##### Dokumen #####

Tambang bawah tanah digunakan jika zona mineralisasi
terletak jauh di dalam tanah sehingga jika digunakan teknik pertambangan
terbuka jumlah batuan penutup yang harus dipindahkan sangat besar.
Produktifitas tambang tertutup 5 sampai 50 kali lebih rendah dibanding tambang
terbuka, karena ukuran alat yang digunakan lebih kecil dan akses ke dalam
lubang tambang lebih terbatas.
Kegiatan ekstraksi meng-hasilkan limbah dan produk
samping dalam jumlah yang sangat banyak. Limbah utama yang dihasilkan adalah
batuan penutup dan limbah batuan. Batuan penutup (overburden) dan limbah batuan
adalah lapisan batuan yang tidak mengandung mineral, yang menutupi atau berada
diantara zona mineralisasi atau batuan yang mengandung mineral dengan kadar
rendah sehingga tidak ekonomis untuk diolah.
Batuan penutup umumnya terdiri dari tanah permukaan
dan vegetasi sedangkan batuan limbah meliputi batuan yang dipindahkan pada saat
pembuatan terowongan, pembukaan dan eksploitasi singkapan bijih serta batuan
yang berada bersamaan dengan singkapan bijih.
- Pengolahan Bijih dan Operasional
Pabrik
Pengolahan bijih pada umumnya terdiri dari proses
benefication – dimana bijih yang ditambang diproses menjadi konsentrat bijih
untuk diolah lebih lanjut atau dijual langsung, Proses benefication terdiri
dari kegiatan persiapan, penghancuran dan atau penggilingan, peningkatan
konsentrasi dengan gravitasi atau pemisahan secara magnetis atau dengan
menggunakan metode flotasi (pengapungan), yang diikuti dengan pengawaairan
(dewatering) dan penyaringan.
- Pengolahan Metalurgi
Bertujuan untuk mengisolasi logam dari konsentrat
bijih dengan metode pyrometallurgi, hidrometalurgi atau elektrometalurgi baik
dilaku-kan sebagai proses tunggal maupun kombinasi. Proses pyrometalurgi
seperti roasting (pembakaran) dan smelting menyebabkan terjadinya gas buang ke
atmosfir.

#####

Soal untuk Dikerjakan:
a: Terjemahkan ke dalam bahasa Inggris kalimat dari teks tentang pertambangan ini: "Produktifitas tambang tertutup 5 sampai 50 kali lebih rendah dibanding tambang terbuka, karena ukuran alat yang digunakan lebih kecil dan akses ke dalam lubang tambang lebih terbatas."
b: Teruskan teks tentang pertambangan mulai setelah kalimat terakhirnya.

##### Daftar Entri #####

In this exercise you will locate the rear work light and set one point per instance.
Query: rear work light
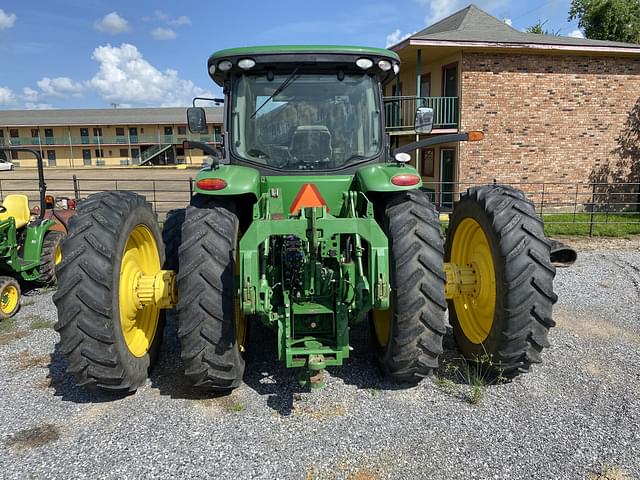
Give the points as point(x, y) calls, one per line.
point(405, 180)
point(211, 184)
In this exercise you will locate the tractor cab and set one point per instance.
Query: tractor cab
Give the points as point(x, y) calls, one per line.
point(297, 109)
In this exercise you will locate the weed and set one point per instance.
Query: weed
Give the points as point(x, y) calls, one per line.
point(38, 322)
point(236, 407)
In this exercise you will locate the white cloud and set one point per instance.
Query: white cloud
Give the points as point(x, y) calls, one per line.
point(162, 33)
point(125, 76)
point(180, 21)
point(7, 97)
point(60, 86)
point(7, 20)
point(112, 23)
point(396, 37)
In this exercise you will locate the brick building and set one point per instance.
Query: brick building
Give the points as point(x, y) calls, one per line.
point(553, 109)
point(105, 137)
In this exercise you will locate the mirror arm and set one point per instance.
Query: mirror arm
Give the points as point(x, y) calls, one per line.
point(205, 147)
point(454, 137)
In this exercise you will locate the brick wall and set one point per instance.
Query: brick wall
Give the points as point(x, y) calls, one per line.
point(546, 117)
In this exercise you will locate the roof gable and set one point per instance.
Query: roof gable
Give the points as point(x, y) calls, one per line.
point(471, 25)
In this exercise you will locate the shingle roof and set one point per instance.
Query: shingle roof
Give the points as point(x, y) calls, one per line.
point(102, 116)
point(473, 25)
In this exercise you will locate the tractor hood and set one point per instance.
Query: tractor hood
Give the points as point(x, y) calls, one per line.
point(376, 61)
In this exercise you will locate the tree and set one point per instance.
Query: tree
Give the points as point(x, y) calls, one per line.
point(539, 29)
point(613, 20)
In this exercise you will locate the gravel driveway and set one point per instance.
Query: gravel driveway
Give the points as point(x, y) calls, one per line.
point(575, 416)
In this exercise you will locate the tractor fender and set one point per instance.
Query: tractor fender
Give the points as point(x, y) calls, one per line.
point(239, 181)
point(377, 177)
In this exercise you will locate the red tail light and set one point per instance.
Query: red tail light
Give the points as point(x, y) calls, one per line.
point(211, 184)
point(405, 180)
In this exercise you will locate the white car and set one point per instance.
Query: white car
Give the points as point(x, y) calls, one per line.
point(5, 166)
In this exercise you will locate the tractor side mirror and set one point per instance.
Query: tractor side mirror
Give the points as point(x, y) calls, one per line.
point(197, 120)
point(424, 120)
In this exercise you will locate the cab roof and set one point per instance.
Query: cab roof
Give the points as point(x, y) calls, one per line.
point(280, 58)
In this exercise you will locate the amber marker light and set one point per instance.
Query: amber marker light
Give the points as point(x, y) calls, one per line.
point(211, 184)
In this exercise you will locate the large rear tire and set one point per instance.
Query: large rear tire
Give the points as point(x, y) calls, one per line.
point(495, 229)
point(408, 336)
point(207, 311)
point(113, 238)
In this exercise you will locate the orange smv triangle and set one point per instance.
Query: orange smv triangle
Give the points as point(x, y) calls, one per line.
point(308, 196)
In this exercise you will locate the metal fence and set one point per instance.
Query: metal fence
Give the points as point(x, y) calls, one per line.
point(582, 208)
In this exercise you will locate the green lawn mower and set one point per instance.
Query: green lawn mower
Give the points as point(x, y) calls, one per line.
point(308, 223)
point(29, 244)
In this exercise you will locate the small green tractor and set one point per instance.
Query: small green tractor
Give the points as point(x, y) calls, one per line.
point(308, 223)
point(29, 244)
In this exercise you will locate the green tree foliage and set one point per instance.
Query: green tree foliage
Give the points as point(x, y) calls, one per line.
point(539, 29)
point(614, 20)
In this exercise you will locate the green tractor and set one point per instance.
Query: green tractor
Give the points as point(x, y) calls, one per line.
point(309, 224)
point(29, 244)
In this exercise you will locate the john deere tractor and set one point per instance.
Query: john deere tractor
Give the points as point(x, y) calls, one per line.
point(29, 244)
point(306, 222)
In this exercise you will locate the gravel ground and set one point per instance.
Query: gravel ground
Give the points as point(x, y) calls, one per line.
point(575, 416)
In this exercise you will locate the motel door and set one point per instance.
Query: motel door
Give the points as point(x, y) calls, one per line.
point(447, 177)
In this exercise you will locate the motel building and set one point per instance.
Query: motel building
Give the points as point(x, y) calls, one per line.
point(105, 137)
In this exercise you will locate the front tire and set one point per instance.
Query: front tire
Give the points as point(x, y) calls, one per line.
point(408, 336)
point(108, 344)
point(495, 229)
point(207, 311)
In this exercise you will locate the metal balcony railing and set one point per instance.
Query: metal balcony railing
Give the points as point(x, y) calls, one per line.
point(152, 139)
point(400, 112)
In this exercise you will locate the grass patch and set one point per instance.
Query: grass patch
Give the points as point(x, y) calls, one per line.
point(38, 323)
point(612, 225)
point(476, 374)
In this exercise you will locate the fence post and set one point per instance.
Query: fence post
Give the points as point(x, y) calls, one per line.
point(76, 189)
point(593, 207)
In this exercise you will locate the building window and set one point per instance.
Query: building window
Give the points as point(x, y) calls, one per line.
point(51, 158)
point(427, 156)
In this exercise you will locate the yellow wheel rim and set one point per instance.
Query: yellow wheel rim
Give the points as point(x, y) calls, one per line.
point(140, 257)
point(57, 255)
point(382, 325)
point(475, 311)
point(9, 299)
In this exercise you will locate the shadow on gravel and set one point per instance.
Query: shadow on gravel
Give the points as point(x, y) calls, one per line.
point(64, 384)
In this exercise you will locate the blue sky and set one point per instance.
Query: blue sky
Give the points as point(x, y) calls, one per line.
point(86, 53)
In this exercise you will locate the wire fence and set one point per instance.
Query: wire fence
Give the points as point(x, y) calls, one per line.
point(573, 208)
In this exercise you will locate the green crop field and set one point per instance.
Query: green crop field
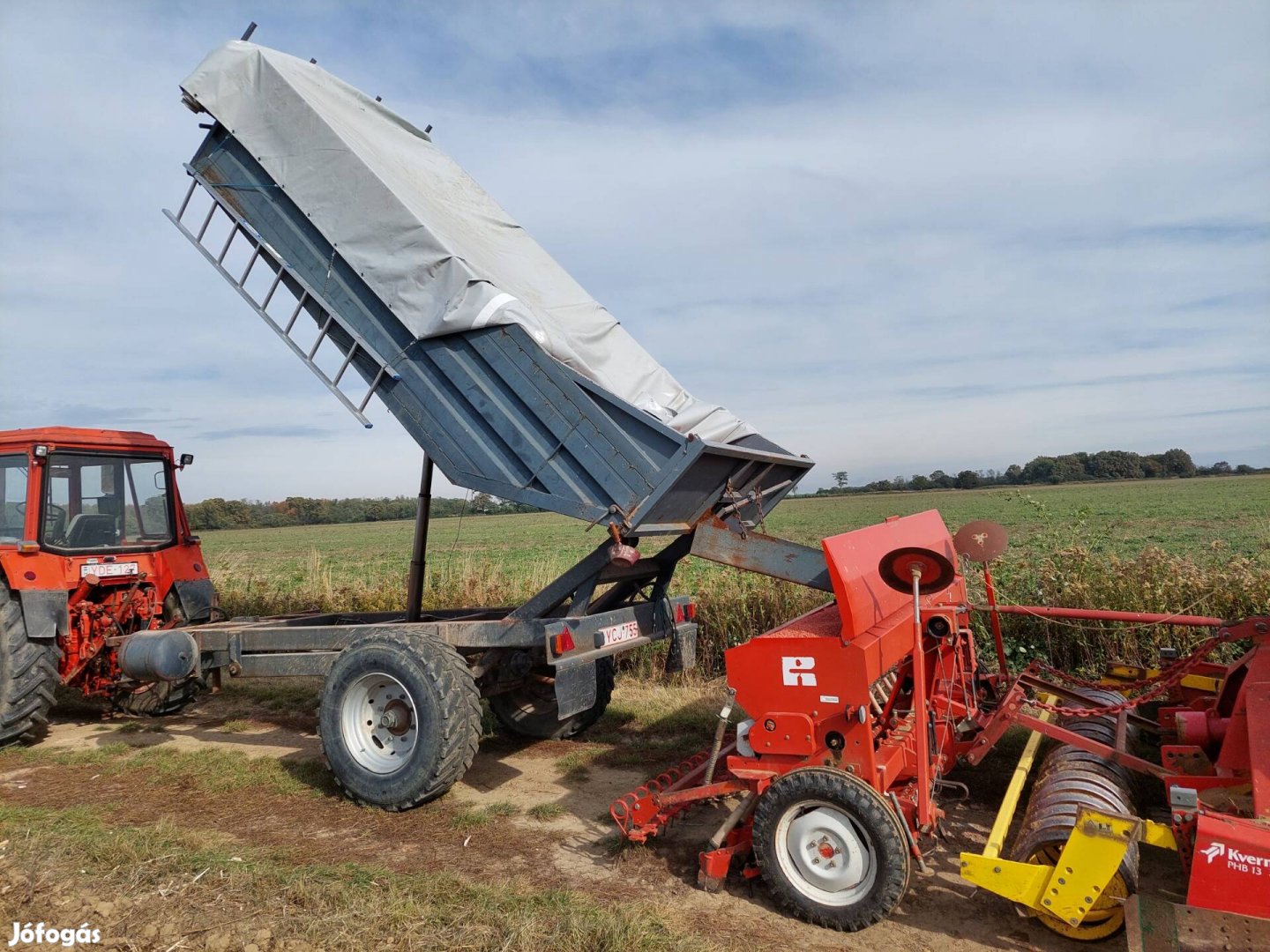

#####

Jawaban Soal:
a: The productivity of underground mines is 5 to 50 times lower than that of open-pit mines, because the equipment used is smaller and access into the mine openings is more limited.

b:
Metode hidrometalurgi pada umumnya menghasilkan bahan
pencemar dalam bentuk cair yang akan terbuang ke kolam penampung tailing jika
tidak digunakan kembali (recycle). Angin dapat menyebarkan tailing kering yang
menyebabkan terja-dinya pencemaran udara. Bahan-bahan kimia yang digunakan di
dalam proses pengolahan (seperti sianida, merkuri, dan asam kuat) bersifat
berbahaya.
- Proses pengolahan batu bara
pada umumnya diawali oleh pemisahan limbah dan batuan
secara mekanis diikuti dengan pencucian batu bara untuk menghasilkan batubara
berkualitas lebih tinggi. Dampak potensial akibat proses ini adalah pembuangan
batuan limbah dan batubara tak terpakai, timbulnya debu dan pembuangan air
pencuci.
Isu-isu
penting yang perlu dipertimbangkan dalam evaluasi alternatif pembuangan tailing
meliputi:
1.
Karakteristik geokimia area yang akan digunakan sebagai tempat penimbunan
tailing dan potensi migrasi lindian dari tailing.
2. Daerah
rawan gempa atau bencana alam lainnya yang mempengaruhi keamanan lokasi dan
desain teknis .
3. Konflik
penggunaan lahan terhadap perlindungan ekologi peninggalan budaya, pertanian
serta kepentingan lain seperti perlindungan terhadap ternak, binatang liar dan
penduduk local.
4.
Karakteristik kimia pasir, lumpur, genangan air dan kebutuhan untuk
pengolahannya.
Reklamasi
setelah pasca tambang.
- Decomisioning Dan Penutupan Tambang
Setelah ditambang selama masa tertentu cadangan bijih
tambang akan menurun dan tambang harus ditutup karena tidak ekonomis lagi.
Karena tidak mempertimbangkan aspek lingkungan, banyak lokasi tambang yang
ditelantarkan dan tidak ada usaha untuk rehabilitasi. Pada prinsipnya kawasan
atau sumberdaya alam yang dipengaruhi oleh kegiatan pertambangan harus
dikembalikan ke kondisi yang aman dan produktif melalui rehabilitasi.
Tujuan jangka pendek rehabilitasi adalah membentuk
bentang alam (landscape) yang stabil terhadap erosi. Selain itu rehabilitasi
juga bertujuan untuk mengembalikan lokasi tambang ke kondisi yang memungkinkan
untuk digunakan sebagai lahan produktif.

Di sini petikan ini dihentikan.